» **TEXT PROVIDED**:

Through 2016, the financial impact of cybercrime will grow 10
percent per year, due to the continuing discovery of new
vulnerabilities.

As IT delivery methods meet the demand for the use of cloud
services and employee-owned devices, new software vulnerabilities
will be introduced, and innovative attack paths will be developed
by
financially motivated attackers. The combination of new
vulnerabilities and more targeted attacks will lead to continued
growth in bottom-line financial impact because of successful cyber
attacks.

By 2015, the prices for 80 percent of cloud services will
include a global energy surcharge.

While cloud operators can make strategic decisions about
locations, tax subsidies are no long-term answer to managing
costs,
and investments in renewable-energy sources remain costly. Some
cloud
data center operators already include an energy surcharge in their
pricing package, and Gartner analysts believe this trend will
rapidly
escalate to include the majority of operators – driven by
competitive pressures and a “me too” approach. Business and
IT leaders and procurement specialists must expect to see energy
costs isolated and included as a variable element in future cloud
service contracts.

» **RECORDS**:
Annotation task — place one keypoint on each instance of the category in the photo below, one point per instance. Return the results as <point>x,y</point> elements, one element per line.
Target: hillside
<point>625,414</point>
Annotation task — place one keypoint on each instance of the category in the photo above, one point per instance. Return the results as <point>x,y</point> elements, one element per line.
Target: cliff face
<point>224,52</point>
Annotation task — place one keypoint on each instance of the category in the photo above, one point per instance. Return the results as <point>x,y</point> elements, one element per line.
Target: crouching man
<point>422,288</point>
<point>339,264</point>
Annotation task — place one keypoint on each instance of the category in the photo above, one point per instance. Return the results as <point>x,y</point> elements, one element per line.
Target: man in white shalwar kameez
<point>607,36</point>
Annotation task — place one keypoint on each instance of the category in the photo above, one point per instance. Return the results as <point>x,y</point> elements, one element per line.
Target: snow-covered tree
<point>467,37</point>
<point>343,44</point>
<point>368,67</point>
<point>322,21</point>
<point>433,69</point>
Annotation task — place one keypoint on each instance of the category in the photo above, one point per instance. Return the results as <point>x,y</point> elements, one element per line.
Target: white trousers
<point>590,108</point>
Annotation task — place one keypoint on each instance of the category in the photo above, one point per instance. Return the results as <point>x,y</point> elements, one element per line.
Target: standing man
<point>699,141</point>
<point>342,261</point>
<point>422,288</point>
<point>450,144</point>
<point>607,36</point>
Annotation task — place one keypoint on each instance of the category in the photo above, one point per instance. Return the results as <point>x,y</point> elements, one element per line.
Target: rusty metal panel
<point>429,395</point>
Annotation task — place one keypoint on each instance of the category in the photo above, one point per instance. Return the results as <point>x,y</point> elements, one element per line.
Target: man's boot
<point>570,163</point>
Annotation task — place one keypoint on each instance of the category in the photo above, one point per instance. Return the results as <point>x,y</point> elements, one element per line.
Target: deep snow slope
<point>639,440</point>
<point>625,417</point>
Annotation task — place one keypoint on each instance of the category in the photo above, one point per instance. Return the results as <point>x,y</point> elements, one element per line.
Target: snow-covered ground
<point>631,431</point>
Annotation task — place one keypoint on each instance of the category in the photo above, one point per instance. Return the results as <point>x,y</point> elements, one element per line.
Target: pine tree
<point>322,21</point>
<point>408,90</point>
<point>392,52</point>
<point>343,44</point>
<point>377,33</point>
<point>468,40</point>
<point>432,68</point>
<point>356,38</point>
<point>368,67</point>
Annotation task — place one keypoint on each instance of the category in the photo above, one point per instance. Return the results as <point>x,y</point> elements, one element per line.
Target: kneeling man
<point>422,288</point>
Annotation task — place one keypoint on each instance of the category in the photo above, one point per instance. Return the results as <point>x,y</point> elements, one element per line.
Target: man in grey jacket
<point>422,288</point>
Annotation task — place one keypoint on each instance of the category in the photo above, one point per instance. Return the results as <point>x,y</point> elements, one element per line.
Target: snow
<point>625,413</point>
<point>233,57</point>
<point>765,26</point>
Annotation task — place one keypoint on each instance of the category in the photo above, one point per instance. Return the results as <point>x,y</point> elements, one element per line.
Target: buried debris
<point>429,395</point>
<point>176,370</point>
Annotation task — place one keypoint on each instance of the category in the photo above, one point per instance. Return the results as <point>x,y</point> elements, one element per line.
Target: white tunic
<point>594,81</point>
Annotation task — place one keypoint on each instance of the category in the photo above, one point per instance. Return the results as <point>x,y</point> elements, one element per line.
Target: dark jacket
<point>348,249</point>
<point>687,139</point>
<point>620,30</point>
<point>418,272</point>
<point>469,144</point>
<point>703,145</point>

» **LIST OF TASKS**:
- A) According to the forecasts on cybercrime and cloud pricing, by 2015 what share of cloud services will have prices that include a global energy surcharge?
- B) Continue the forecasts on cybercrime and cloud pricing from the point where they stop.

» **SOLVED TASKS**:
- A) 80 percent

- B)
Through 2015, more than 85 percent of Fortune 500
organizations
will fail to effectively exploit big data for competitive
advantage.

Current trends in smart devices and growing Internet connectivity
are creating significant increases in the volume of data
available,
but the complexity, variety and velocity with which it is
delivered
combine to amplify the problem substantially beyond the simple
issues
of volume implied by the popular term “big data.”
Collecting and analyzing the data is not enough – it must be
presented in a timely fashion so that decisions are made as a
direct
consequence that have a material impact on the productivity,
profitability or efficiency of the organization. Most
organizations
are ill prepared to address both the technical and management
challenges posed by big data; as a direct result, few will be able
to
effectively exploit this trend for competitive advantage.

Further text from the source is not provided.